_GIVEN EXERCISE_
Exactly reproduce the lines that follow.
════════════════
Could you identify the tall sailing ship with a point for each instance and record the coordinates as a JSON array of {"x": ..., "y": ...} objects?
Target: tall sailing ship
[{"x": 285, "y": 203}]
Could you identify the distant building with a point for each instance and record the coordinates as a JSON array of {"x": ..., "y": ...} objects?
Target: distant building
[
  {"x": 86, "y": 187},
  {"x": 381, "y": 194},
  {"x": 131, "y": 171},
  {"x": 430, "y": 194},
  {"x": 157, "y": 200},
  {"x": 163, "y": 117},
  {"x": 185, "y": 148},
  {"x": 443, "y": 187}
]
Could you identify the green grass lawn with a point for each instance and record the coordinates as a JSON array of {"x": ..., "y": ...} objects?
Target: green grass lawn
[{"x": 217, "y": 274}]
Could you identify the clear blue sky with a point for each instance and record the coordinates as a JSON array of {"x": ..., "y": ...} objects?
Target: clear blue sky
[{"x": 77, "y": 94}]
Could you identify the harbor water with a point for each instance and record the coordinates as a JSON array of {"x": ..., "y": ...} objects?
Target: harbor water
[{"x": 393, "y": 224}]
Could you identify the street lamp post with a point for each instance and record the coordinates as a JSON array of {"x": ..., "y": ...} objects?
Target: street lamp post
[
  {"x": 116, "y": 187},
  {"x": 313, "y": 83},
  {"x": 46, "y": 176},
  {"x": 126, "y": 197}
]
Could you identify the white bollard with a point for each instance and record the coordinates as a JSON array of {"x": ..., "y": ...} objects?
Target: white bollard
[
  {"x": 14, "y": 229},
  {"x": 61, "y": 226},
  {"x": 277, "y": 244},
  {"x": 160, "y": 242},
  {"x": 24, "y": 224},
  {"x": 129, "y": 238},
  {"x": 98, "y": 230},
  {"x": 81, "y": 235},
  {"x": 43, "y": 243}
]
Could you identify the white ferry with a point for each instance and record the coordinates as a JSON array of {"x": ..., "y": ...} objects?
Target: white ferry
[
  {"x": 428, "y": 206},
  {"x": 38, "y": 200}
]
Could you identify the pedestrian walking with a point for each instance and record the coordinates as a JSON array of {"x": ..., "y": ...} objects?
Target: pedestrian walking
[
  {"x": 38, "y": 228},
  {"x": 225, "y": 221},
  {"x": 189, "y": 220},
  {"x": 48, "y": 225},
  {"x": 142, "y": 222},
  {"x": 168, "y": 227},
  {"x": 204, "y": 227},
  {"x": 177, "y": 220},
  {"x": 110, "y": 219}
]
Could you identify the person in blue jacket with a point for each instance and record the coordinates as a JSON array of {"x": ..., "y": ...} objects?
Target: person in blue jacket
════════════════
_SOLUTION_
Could you identify the tall sailing ship with a point for each instance and record the coordinates as a JSON array of {"x": ..., "y": ...} objects?
Target: tall sailing ship
[{"x": 285, "y": 203}]
Could you identify the distant building with a point for each instance and record the coordinates as a JSON array of {"x": ..., "y": ...} objects?
Target: distant building
[
  {"x": 86, "y": 187},
  {"x": 381, "y": 194},
  {"x": 131, "y": 171},
  {"x": 430, "y": 194},
  {"x": 157, "y": 200},
  {"x": 163, "y": 117},
  {"x": 185, "y": 148},
  {"x": 443, "y": 187}
]
Could you identify the green grass lawn with a point for each instance and record the coordinates as a JSON array of {"x": ..., "y": ...} objects?
Target: green grass lawn
[{"x": 217, "y": 274}]
Could you identify the clear blue sky with a point for each instance and record the coordinates as a JSON array of {"x": ..., "y": ...} objects?
Target: clear blue sky
[{"x": 77, "y": 94}]
Could you identify the harbor water with a point for each instance and record the coordinates as a JSON array of {"x": ..., "y": ...} objects?
Target: harbor water
[{"x": 393, "y": 224}]
Could you identify the street lamp post with a point for each instance and record the coordinates as a JSON array of {"x": ..., "y": ...} objects?
Target: street lamp post
[
  {"x": 116, "y": 187},
  {"x": 313, "y": 83},
  {"x": 46, "y": 176},
  {"x": 126, "y": 197}
]
Could you identify the white bollard with a point for each instance and record the coordinates as a JSON array of {"x": ..., "y": ...} objects?
Target: white bollard
[
  {"x": 14, "y": 229},
  {"x": 61, "y": 226},
  {"x": 277, "y": 244},
  {"x": 160, "y": 242},
  {"x": 24, "y": 224},
  {"x": 129, "y": 238},
  {"x": 98, "y": 230},
  {"x": 81, "y": 235},
  {"x": 43, "y": 243}
]
Could you identify the white ferry with a point for each instance and record the coordinates as a JSON array of {"x": ..., "y": ...} objects?
Target: white ferry
[
  {"x": 428, "y": 206},
  {"x": 38, "y": 200}
]
Could you identify the pedestrian walking with a point for each instance and record the coordinates as a JSON array of {"x": ..., "y": ...} objects?
Target: pedestrian walking
[
  {"x": 38, "y": 228},
  {"x": 225, "y": 221},
  {"x": 189, "y": 220},
  {"x": 48, "y": 225},
  {"x": 142, "y": 222},
  {"x": 168, "y": 227},
  {"x": 204, "y": 227},
  {"x": 177, "y": 220},
  {"x": 110, "y": 219}
]
Could you identify the person in blue jacket with a point for each instance and record the coordinates as a JSON array of {"x": ..., "y": ...} objects?
Target: person in blue jacket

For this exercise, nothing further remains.